Muito bem, Claude Miller manteve no filme certos signos característicos da peça de Tchecov. A gaivota, sendo o símbolo da liberdade, é vista logo entre os créditos iniciais do filme. Vale destacar que “Liberdade” também é o nome da propriedade rural onde se passa a história. Além disso, vemos a fazenda delineada por um lago, o que define, de certa forma, tanto o isolamento físico quanto o imaginário dessas personagens ambíguas que buscam realizar seus desejos.

E desejo aqui será um elemento forte no filme de Miller, afinal o primeiro plano do filme é um belo nu de Lili (Ludivine Sagnier) se preparando para fazer amor com seu namorado Julien (Robinson Stévenin) nas relvas da fazenda. Feito isto, Julien prepara a exibição para a família de seu curta-metragem protagonizado por Lili. Todos reunidos, mas o filme desagrada à sua mãe, atriz, e a condescendência de seu pai, cineasta profissional, o ofende. A partir deste momento de tensão, Lili se afasta cada vez mais de Julien e se deixa encantar por seu pai, Brice. Esta clara referência à Lolita, de Nabokov, conduz toda a narrativa do filme e acaba dando tons ao humor das personagens durante aquela estadia.

Tarefa A
Segundo a seção de texto sobre o filme de Claude Miller, qual é o nome da propriedade rural onde se passa a história?
Tarefa B
Prossiga a seção de texto sobre o filme de Claude Miller a partir de sua última frase.

Trechos de dados
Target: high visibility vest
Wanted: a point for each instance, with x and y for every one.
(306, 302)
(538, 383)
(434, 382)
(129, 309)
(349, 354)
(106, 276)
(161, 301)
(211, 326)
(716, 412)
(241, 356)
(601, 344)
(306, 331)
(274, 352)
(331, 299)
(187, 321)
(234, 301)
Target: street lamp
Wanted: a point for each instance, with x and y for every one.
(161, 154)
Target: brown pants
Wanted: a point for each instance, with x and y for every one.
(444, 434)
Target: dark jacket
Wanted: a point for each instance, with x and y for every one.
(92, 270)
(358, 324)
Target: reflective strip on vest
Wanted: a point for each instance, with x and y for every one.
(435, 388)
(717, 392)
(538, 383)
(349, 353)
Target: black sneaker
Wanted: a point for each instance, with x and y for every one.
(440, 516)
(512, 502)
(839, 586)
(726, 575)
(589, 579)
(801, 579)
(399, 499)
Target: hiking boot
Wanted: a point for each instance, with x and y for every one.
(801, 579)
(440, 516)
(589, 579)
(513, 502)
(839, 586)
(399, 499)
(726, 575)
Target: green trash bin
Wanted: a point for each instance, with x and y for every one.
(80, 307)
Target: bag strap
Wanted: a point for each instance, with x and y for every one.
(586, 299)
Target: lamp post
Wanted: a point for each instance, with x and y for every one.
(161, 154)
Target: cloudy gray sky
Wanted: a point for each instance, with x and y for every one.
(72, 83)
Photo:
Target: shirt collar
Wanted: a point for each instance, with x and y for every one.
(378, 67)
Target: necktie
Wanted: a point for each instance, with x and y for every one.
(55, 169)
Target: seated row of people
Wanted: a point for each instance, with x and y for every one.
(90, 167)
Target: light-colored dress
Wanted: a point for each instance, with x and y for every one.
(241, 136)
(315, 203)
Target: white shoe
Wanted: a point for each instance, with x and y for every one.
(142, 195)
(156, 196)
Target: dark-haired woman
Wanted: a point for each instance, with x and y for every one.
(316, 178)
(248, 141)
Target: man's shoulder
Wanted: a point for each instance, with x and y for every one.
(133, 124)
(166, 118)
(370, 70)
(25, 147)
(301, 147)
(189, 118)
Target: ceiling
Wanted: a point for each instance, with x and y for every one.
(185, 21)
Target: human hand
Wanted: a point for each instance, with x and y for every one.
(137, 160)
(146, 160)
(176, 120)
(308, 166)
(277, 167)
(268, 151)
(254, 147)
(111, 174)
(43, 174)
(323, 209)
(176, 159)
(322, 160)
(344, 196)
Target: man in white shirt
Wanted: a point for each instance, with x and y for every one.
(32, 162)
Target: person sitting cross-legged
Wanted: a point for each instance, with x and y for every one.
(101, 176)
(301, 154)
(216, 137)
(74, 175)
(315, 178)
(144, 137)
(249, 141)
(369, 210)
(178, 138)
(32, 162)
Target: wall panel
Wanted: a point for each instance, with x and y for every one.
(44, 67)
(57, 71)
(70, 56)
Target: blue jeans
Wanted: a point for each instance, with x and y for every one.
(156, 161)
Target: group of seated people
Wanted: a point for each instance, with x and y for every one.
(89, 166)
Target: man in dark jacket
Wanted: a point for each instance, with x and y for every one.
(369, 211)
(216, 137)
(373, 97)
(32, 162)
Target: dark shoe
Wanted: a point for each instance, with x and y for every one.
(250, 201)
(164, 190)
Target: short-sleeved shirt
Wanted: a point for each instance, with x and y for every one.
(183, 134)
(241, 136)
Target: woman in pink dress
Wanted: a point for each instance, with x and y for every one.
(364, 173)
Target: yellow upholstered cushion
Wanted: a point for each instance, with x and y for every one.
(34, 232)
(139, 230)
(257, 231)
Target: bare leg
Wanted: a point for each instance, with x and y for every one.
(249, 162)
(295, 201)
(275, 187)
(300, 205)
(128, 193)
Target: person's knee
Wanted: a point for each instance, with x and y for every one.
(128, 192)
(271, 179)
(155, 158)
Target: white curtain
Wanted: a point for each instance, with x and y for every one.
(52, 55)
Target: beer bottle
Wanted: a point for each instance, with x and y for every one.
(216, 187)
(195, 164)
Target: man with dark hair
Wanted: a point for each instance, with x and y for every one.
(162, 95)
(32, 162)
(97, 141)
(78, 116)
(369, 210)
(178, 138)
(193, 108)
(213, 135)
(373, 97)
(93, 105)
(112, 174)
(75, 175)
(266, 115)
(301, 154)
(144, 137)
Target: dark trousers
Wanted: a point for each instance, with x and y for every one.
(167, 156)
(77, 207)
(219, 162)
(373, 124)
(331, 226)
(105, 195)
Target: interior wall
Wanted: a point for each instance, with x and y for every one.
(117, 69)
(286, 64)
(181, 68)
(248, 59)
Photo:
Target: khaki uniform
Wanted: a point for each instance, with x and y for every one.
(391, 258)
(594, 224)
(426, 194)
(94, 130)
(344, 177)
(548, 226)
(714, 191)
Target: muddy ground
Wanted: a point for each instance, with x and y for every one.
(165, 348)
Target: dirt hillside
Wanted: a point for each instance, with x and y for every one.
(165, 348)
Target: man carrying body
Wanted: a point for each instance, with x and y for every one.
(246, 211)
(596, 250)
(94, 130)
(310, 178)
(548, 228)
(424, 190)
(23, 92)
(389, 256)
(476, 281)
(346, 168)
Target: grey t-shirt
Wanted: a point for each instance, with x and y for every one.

Resposta escrita A
Liberdade.

Resposta escrita B
Mesmo sendo uma relação impossível, já que Brice é casado e pai de Julien, Lili foge com seu sogro iludida com o sonho de ser estrela de cinema. Com o tempo, Julien, que fora abandonado, se casa com Jeanne-Marie (Julie Depardieu) e se torna um grande cineasta adaptando esta própria história ao cinema e então, uma pequena vingança: Julien acrescenta ao script da personagem de seu pai um segredo que seria somente dele, mas que Lili havia descoberto. Desta maneira, Claude Miller adota a metalinguagem como forma de superação daqueles conflitos familiares, já que convida seus próprios parentes para encenar seus próprios papeis em seu longa-metragem de estreia.

Assim, a adaptação de Claude Miller trouxe leveza e erotismo à Gaivota ao construir o filme em torno de uma Lolita, a Lili, que atualiza o imaginário de Tchecov ao mesmo tempo em que nos mostra como a criação artística é feita de biografia, desejo e sublimação.

Abraços fortes!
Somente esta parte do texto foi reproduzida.